### Task directions
The entries underneath need to be duplicated exactly, with none omitted.

————————

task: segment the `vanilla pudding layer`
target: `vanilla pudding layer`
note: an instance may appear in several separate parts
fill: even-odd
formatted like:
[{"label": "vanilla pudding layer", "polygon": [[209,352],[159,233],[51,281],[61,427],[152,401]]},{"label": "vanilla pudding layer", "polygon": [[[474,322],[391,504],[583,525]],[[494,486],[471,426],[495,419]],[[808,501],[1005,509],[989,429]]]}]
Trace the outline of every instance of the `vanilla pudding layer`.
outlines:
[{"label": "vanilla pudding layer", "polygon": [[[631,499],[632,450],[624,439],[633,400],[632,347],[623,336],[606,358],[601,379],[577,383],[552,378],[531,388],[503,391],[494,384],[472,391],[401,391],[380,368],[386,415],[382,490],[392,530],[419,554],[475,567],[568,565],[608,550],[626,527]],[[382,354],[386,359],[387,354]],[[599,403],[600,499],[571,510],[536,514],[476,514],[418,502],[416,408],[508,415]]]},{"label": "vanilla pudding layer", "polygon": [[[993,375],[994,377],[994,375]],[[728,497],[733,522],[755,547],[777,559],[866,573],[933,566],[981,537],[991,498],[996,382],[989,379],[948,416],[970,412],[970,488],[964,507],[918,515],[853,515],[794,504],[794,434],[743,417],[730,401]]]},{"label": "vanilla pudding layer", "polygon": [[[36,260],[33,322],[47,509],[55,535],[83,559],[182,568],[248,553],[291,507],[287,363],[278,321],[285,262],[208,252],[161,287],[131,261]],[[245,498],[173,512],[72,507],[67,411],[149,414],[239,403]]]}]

————————

### Solution
task: segment the `vanilla pudding layer`
target: `vanilla pudding layer`
note: an instance may appear in several separate parts
fill: even-odd
formatted like:
[{"label": "vanilla pudding layer", "polygon": [[209,352],[159,233],[51,281],[61,427],[152,401]]},{"label": "vanilla pudding layer", "polygon": [[[474,322],[391,504],[583,525]],[[494,486],[471,426],[495,419]],[[808,501],[1005,509],[989,429]]]}]
Trace the outline of every instance of the `vanilla pudding layer`.
outlines:
[{"label": "vanilla pudding layer", "polygon": [[[631,499],[632,450],[624,439],[633,400],[632,347],[623,336],[606,358],[601,379],[577,383],[552,378],[531,388],[503,391],[494,384],[472,391],[401,391],[380,368],[386,415],[382,490],[392,530],[419,554],[475,567],[568,565],[608,550],[626,527]],[[382,354],[386,359],[387,354]],[[599,403],[600,499],[571,510],[536,514],[476,514],[418,502],[416,408],[508,415]]]},{"label": "vanilla pudding layer", "polygon": [[[993,375],[994,377],[994,375]],[[728,497],[733,522],[755,547],[777,559],[866,573],[933,566],[981,537],[991,498],[996,382],[989,379],[948,416],[970,412],[970,488],[964,507],[918,515],[853,515],[794,504],[794,434],[743,417],[730,401]]]},{"label": "vanilla pudding layer", "polygon": [[[36,260],[33,322],[47,509],[55,535],[83,559],[182,568],[248,553],[291,507],[287,363],[278,321],[285,262],[208,252],[161,287],[131,261]],[[245,498],[173,512],[72,507],[67,411],[149,414],[239,403]]]}]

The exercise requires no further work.